## What is needed:
Copy the passage of the ISDS article between "Some members of" and "own court system.", inclusive, and replace "host government" with "host state".

## Reading text:
——

Fair or foul play? Investor State Dispute Settlement in the COVID era

If there is one assertion that very few people will disagree on, it’s that governments, citizens and businesses alike have all had a tough year to date. For some, 2020 has been nothing short of a disaster or tragedy; for others, a year of challenges, change and disruption.

Amidst the chaos wreaked by COVID-19, habits, customs, careers, business practices and socio-economic policies are all being radically reshaped: from pilots retraining to become plumbers; from ‘please move down inside the carriage’ to ‘please go on mute’; from manufacturing travel bags to face masks; from laissez-faire governance to state-sponsored job retention and dining discount schemes. And amidst all of these changes, a complex potion of bewilderment, anxiety, frustration and even anger has been brewing.

Some members of one disenchanted group – the foreign multinational – are now mulling options to seek recompense for their losses through the long-established yet often controversial system of Investor State Dispute Settlement (ISDS).

For those unfamiliar with the term, ISDS is a mechanism whereby a company with an entity in another country (i.e. a ‘foreign investor’) can seek compensation from its host government by taking a case to international arbitration – a claim that would be all but impossible to pursue through the host country’s own court system.

Since the onset of COVID-19, governments around the world have taken rapid and often drastic actions to try and mitigate the impact of the pandemic on communities, citizens and also businesses. As is often the case with drastic measures, there are winners and losers, and there is growing anticipation by law firms and other legal experts that a significant number of ISDS proceedings will be initiated by foreign investors aggrieved by a wide range of issues – from postponed or cancelled government procurement to export restrictions and bans.

——

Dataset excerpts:

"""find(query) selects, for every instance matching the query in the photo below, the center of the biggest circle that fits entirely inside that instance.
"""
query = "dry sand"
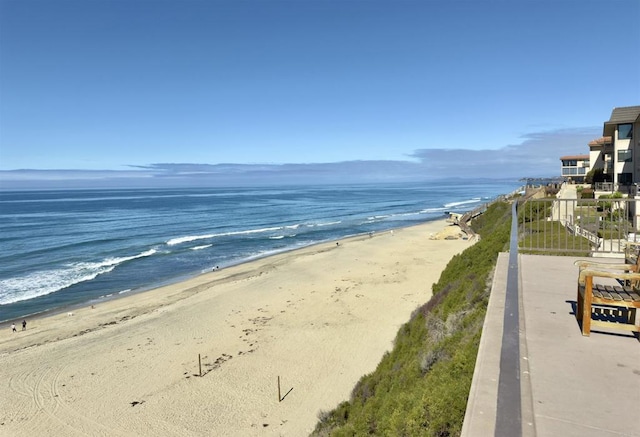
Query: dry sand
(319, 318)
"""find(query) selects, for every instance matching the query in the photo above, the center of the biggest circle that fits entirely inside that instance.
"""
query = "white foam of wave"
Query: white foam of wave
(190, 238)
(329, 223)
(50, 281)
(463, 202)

——

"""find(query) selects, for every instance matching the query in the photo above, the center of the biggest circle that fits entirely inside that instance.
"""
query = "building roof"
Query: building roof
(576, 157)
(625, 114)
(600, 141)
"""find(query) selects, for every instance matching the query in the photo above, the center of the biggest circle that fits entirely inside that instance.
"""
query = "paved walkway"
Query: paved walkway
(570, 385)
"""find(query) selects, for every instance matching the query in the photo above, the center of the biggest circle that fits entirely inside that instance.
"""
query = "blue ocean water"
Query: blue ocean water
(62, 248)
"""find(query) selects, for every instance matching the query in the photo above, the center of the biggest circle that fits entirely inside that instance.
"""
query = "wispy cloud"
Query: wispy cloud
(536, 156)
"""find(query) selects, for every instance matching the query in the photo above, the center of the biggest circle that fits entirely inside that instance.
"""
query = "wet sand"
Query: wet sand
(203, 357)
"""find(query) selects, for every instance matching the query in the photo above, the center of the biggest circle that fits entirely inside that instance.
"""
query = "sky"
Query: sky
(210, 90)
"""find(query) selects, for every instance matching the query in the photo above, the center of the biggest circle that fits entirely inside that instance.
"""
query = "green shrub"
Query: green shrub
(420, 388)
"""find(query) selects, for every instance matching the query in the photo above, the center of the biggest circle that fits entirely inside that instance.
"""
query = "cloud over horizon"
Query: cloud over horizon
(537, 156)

——

## Exercise solution:
Some members of one disenchanted group – the foreign multinational – are now mulling options to seek recompense for their losses through the long-established yet often controversial system of Investor State Dispute Settlement (ISDS).

For those unfamiliar with the term, ISDS is a mechanism whereby a company with an entity in another country (i.e. a ‘foreign investor’) can seek compensation from its host state by taking a case to international arbitration – a claim that would be all but impossible to pursue through the host country’s own court system.